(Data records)
***

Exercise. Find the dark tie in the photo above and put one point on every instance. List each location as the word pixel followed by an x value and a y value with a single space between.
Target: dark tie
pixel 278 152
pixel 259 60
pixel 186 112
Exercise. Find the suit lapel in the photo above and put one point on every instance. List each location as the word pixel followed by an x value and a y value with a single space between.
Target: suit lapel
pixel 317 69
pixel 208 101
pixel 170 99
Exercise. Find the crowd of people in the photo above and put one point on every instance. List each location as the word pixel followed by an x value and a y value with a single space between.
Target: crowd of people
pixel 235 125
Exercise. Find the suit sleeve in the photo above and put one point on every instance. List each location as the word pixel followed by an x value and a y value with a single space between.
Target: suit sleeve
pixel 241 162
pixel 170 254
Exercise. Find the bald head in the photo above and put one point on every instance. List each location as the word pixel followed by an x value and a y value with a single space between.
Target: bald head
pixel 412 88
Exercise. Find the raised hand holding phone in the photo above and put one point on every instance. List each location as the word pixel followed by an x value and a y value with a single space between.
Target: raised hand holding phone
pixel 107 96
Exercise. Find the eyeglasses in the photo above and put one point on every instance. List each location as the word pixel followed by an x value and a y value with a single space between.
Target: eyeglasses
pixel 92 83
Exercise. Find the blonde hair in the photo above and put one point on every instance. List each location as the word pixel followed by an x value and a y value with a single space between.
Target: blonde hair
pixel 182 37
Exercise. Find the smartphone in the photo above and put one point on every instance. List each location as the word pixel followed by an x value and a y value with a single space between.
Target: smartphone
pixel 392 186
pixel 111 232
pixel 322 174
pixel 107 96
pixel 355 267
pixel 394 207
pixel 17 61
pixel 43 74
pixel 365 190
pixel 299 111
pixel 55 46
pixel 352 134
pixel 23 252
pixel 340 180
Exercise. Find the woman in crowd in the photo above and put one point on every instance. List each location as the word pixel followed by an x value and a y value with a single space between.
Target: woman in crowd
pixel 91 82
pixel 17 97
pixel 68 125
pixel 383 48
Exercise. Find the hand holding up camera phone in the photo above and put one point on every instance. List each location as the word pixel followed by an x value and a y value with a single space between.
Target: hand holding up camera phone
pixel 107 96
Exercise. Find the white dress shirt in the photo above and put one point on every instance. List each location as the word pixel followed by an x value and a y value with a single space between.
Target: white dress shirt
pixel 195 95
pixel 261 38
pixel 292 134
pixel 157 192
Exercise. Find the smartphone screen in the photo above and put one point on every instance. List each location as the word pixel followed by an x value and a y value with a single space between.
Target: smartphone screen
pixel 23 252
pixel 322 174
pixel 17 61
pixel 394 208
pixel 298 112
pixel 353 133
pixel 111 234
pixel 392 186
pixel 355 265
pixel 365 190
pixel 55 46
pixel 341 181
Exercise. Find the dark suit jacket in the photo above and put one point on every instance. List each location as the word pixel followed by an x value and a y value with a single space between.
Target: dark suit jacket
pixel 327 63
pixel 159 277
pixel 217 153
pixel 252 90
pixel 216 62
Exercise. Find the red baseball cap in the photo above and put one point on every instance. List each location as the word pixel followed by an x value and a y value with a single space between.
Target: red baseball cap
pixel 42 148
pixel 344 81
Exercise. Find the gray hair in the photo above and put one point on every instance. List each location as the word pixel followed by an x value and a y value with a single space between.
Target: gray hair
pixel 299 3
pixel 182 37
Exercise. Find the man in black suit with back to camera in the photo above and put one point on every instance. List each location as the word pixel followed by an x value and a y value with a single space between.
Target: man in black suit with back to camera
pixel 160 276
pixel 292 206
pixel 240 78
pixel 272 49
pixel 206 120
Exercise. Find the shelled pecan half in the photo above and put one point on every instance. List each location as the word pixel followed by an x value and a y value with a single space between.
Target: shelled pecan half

***

## Exercise task:
Rewrite all the items above, changing "Target" to "Object" everywhere and leaving everything else unchanged.

## Task solution:
Exercise. Find the dark tie in the photo above and put one point on every instance. List each location as the word pixel followed by an x value and a y value with a single space between.
Object: dark tie
pixel 278 152
pixel 259 60
pixel 186 112
Exercise. Find the suit lapel in the photo above and put one point on every instance. List each location as the word pixel followed by an x value and a y value with a single space between.
Object: suit lapel
pixel 317 69
pixel 208 101
pixel 170 99
Exercise. Find the crowd of people in the photo above and put one point on every instance. List each location as the word pixel followed by an x value and a y value with a single space between.
Object: crowd of people
pixel 235 125
Exercise. Find the suit sleeve in the photo above and put one point on every instance. List each location as the word pixel followed by an x value and a y value with a single space between.
Object: suit sleeve
pixel 241 162
pixel 170 254
Exercise. Find the bald head in the photo above and put one point on every instance. List each location as the word pixel followed by an x value and a y value with a single space between.
Object: bald head
pixel 412 88
Exercise. Find the raised hand holding phone in the photo above and put one point on every instance. List each location as the word pixel followed by an x value and a y value with a single space between.
Object: raised hand holding phone
pixel 107 96
Exercise. Find the eyeglasses in the photo above and put one point on every instance. List each location as the word pixel followed by an x value and a y value with a single space between.
Object: eyeglasses
pixel 92 83
Exercise. Find the blonde hair in the photo above and put one point on every instance. List each location as the word pixel followed by an x value and a y value with a single space between.
Object: blonde hair
pixel 182 37
Exercise. Find the smartphone in the photo above and put one point on every instance. List each location as the word pixel followed by an x value and a y value with a single space between.
Object: smartphone
pixel 392 186
pixel 111 232
pixel 322 174
pixel 107 96
pixel 355 267
pixel 394 207
pixel 17 61
pixel 43 74
pixel 365 190
pixel 299 111
pixel 55 46
pixel 352 134
pixel 23 252
pixel 340 180
Exercise. Find the woman in crowd in the photo above and put one point on every instance. List each location as the word pixel followed by an x value and a y value with a single space between.
Object: woman in crowd
pixel 91 82
pixel 17 97
pixel 68 125
pixel 383 48
Exercise. Find the hand holding up camera phone in the photo above and put one point on every instance. List each location as the word pixel followed by an x value and a y value with a single space between.
Object: hand holding up camera phone
pixel 107 96
Exercise. Find the white dress shirt in the photo above and put one point on every instance. List each location as the word pixel followed by an x value and a y value with a single space between.
Object: white dress shirt
pixel 195 95
pixel 261 38
pixel 292 134
pixel 157 192
Exercise. Find the smartphone screen in the photo above and put one point on every instance. List each location as the word pixel followed by an x value and a y value with a single space between.
Object: smartphone screen
pixel 23 252
pixel 322 174
pixel 17 61
pixel 394 208
pixel 298 112
pixel 353 133
pixel 111 234
pixel 392 186
pixel 355 265
pixel 365 190
pixel 55 46
pixel 341 181
Exercise. Find the dark suit jacket in the photo above and put one point on every instance. List each location as the word pixel followed by an x value and a y value with a single space between.
Object: dark suit jacket
pixel 327 63
pixel 159 277
pixel 217 153
pixel 252 90
pixel 216 62
Exercise. Find the red baseball cap in the photo above and put one point on every instance. List each location as the word pixel followed by an x value and a y value with a single space between.
Object: red baseball cap
pixel 42 148
pixel 344 81
Exercise. Find the gray hair in the photo above and put one point on every instance. List each location as the word pixel followed by an x value and a y value with a single space between.
Object: gray hair
pixel 299 3
pixel 182 37
Exercise. Find the man in black suit with back to camera in the photo above and put one point on every instance. List each location as the word pixel followed by an x value and a y value with a single space between.
Object: man in black suit with back to camera
pixel 160 276
pixel 292 206
pixel 240 78
pixel 272 49
pixel 206 120
Exercise. Find the shelled pecan half in the photo above and put one point on every instance. List each location as the word pixel followed by an x value and a y value with a single space between.
Object: shelled pecan half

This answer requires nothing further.